Aufgabe: Gib aus dem Text zur Fortschrittsanzeige in der Konsole den Abschnitt von „ich habe mich“ bis einschließlich „## _jsd_ (14. Juli 2008)“ wortgetreu wieder.

Text:
# Konsolenprogramm - Ausgabe ändern/überschreiben



## M_Kay (13. Juli 2008)

Hi,

ich habe eine Frage zur Programmierung eines Konsolen-Programms 
Und zwar möchte ich den Fortschritt eines Vorgangs in Prozent auf der Konsole ausgeben. Allerdings möchte ich nicht immer eine neue Zeile für die nächste Prozentzahl ausgeben, sondern quasi die alte in der aktuellen Konsolen-Zeile überschreiben, wie man es aus anderen Konsolen-Programmen kennt.
Leider habe ich keine Ahnung, wonach ich suchen kann, weil ich eher der GUI-Typ bin. Deshalb versuche ich mein Glück mal hier 

Gruss
M_Kay

EDIT: Nach langer Suche habe ich endlich etwas gefunden:
http://www.tutorials.de/forum/java/234087-fortschrittsbalken-fuer-die-textkonsole.html
Das werde ich mal versuchen


----------



## Chimaira (14. Juli 2008)

Hoi,

ich habe mich damit noch nie beschäftigt, aber Shells haben doch nen clear-Befehl. Kann man den nicht nach jeder Änderung oder vor jeder Änderung abschicken?

Mfg Chimaira


----------



## _jsd_ (14. Juli 2008)

Hi,

das mit dem Clear wird nicht so richtig klappen, ersten ist der für jedes System anders clear( unix) und cls ( win), zweitens löscht der Befehl nicht den Bildschirm sondern ist nur ne Art Seitenumbruch und drittens müsste der Rest von der Darstellung immer wieder mit ausgegeben werden. Ich glaube mit Java an sich ging das nicht.

hmf


----------



## killerkirsche (16. Juli 2008)

ich glaube ich habe eine idee
mach doch eine art Ladebalken

gib bei allen, sagen wir mal 5% ein gleichheitszeichen aus
und wenns fertig is ne pipe ("|")

mit System.out.print("=")
Dann sähe es evtl. so aus


FORTSCHRITT:
|0%______________50%____________100%|
|===================


Eine Absolute Prozent zahl kannst du damirt natürlich nicht ausgeben. aber es wäre eine idee


----------



## M_Kay (16. Juli 2008)

Ich habe es wie in dem Link im Edit meines ersten Postings gemacht.
Also die Zeile immer mit "\r" zurücksetzen und neu printen.
Sieht echt gut aus  Da sehe ich immer den gesamten Balken und den Fortschritt in Prozent


----------

Datenzeilen:

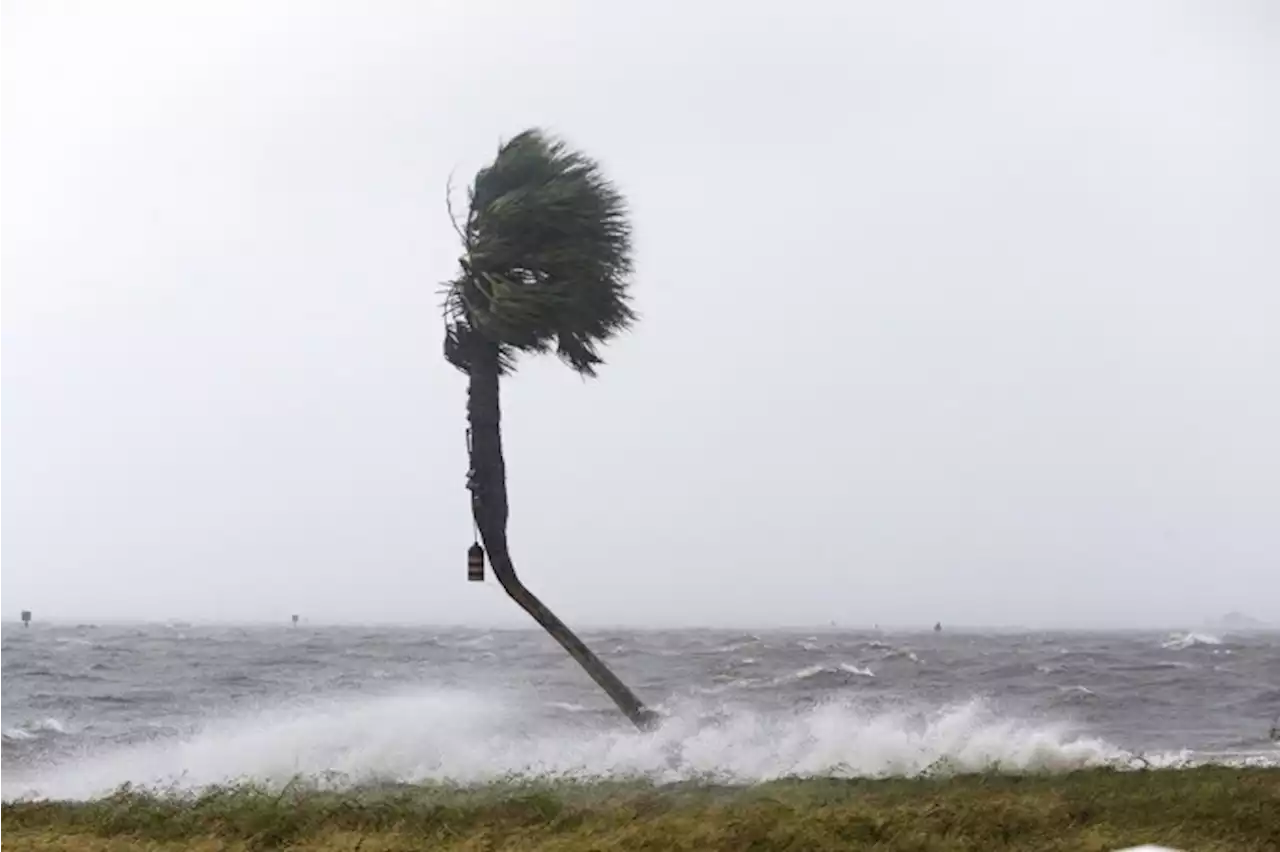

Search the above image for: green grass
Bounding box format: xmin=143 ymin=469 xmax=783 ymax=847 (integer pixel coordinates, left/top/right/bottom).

Ergebnis:
ich habe mich damit noch nie beschäftigt, aber Shells haben doch nen clear-Befehl. Kann man den nicht nach jeder Änderung oder vor jeder Änderung abschicken?

Mfg Chimaira


----------



## _jsd_ (14. Juli 2008)